> Supplied records
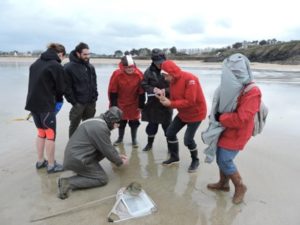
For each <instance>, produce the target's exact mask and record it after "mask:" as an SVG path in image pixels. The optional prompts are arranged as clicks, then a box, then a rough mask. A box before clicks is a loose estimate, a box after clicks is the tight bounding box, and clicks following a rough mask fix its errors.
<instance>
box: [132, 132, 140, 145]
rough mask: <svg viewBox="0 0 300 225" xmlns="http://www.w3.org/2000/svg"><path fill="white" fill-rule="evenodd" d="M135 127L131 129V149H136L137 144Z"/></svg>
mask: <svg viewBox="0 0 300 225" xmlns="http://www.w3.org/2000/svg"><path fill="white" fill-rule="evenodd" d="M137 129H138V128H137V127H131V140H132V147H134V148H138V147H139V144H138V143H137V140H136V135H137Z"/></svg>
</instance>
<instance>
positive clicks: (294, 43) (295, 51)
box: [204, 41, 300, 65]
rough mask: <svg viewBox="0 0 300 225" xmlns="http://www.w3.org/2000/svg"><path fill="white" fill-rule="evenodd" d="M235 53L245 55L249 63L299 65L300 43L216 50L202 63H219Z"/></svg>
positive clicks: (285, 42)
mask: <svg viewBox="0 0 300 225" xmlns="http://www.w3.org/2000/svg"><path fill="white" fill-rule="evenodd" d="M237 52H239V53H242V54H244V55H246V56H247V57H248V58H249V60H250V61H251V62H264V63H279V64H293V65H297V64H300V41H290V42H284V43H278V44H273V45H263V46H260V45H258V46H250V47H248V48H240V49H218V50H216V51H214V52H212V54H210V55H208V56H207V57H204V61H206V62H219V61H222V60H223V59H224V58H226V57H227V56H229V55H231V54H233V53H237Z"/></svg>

> What this task involves
Could you please find every line of the listing above holding the string "instance" and copy it?

> Reply
For each <instance>, produce the target's exact mask and record it after "mask:" as an SVG path in image pixels. The optional prompts are arranged as clicks, then a box, then a rough mask. A box before clicks is a loose estimate, a box after clicks is the tight bounding box, and clicks following a rough mask fix its errors.
<instance>
</instance>
<instance>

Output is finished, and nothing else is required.